__Testo riportato__.

Agricoltura: Istat, in un decennio diminuita la superficie destinata a seminativi. Nessun impatto da Covid-19 per il 31,4% delle aziende che coltivano cereali

Tra il 2010 e il 2019 l’intera Ue è accomunata dalla flessione della Superficie agricola utilizzata (Sau) destinata a seminativi, scesa di 2,9 punti percentuali in Italia, di 7,4 punti nel complesso degli Stati mediterranei e di 2,7 punti in media Ue. A questa tendenza si associa l’aumento della Sau destinata a prati permanenti e pascoli e alle coltivazioni permanenti, crescita che in Italia (+18,5 punti percentuali) è stata molto più elevata rispetto a quella delle colture permanenti (+3,7) a differenza dell’intera Ue e del complesso degli Stati mediterranei. Lo rende noto oggi l’Istat, diffondendo i dati sulle “Coltivazioni agricole” per l’annata agraria 2019-2020 e le previsioni 2020-2021.

__Dati grezzi__.
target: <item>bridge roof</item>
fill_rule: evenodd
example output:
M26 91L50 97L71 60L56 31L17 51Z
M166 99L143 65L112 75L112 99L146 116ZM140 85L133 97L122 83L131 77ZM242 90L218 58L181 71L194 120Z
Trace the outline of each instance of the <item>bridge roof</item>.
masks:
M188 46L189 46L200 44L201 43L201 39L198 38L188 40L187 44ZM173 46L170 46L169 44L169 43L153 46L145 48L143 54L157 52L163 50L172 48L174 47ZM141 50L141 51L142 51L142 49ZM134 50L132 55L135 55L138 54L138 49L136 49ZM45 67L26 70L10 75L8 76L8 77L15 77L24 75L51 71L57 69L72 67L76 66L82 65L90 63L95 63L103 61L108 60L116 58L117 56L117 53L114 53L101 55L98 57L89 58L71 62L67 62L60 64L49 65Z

__Domande da svolgere__.
**A)** Riscrivi in forma di elenco puntato il paragrafo del testo sui seminativi che comincia con "Tra il 2010 e il 2019", mantenendo i fatti principali.
**B)** Elenca tutti i valori espressi in punti percentuali che compaiono nel testo sui seminativi, indicando per ciascuno a cosa si riferisce.
**C)** In base al testo sui seminativi, spiega in una o due frasi in quale occasione l'Istat rende note queste informazioni.

__Risposte__.
**A)**
- Tra il 2010 e il 2019 la Superficie agricola utilizzata (Sau) destinata a seminativi è diminuita in tutta l'Ue: −2,9 punti percentuali in Italia, −7,4 nel complesso degli Stati mediterranei, −2,7 in media Ue.
- Nello stesso periodo è aumentata la Sau destinata a prati permanenti e pascoli e a coltivazioni permanenti.
- In Italia la crescita di prati permanenti e pascoli (+18,5 punti) è stata molto più alta di quella delle colture permanenti (+3,7). Nell'intera Ue e negli Stati mediterranei non è andata così.
- I dati sono stati diffusi dall'Istat sulle "Coltivazioni agricole" per l'annata agraria 2019-2020, insieme alle previsioni 2020-2021.

**B)**
- 2,9: calo della Sau a seminativi in Italia
- 7,4: calo della Sau a seminativi nel complesso degli Stati mediterranei
- 2,7: calo della Sau a seminativi in media Ue
- +18,5: crescita in Italia di prati permanenti e pascoli
- +3,7: crescita in Italia delle colture permanenti

**C)** L'Istat le rende note diffondendo i dati sulle "Coltivazioni agricole" per l'annata agraria 2019-2020. Insieme a questi dati pubblica anche le previsioni per il 2020-2021.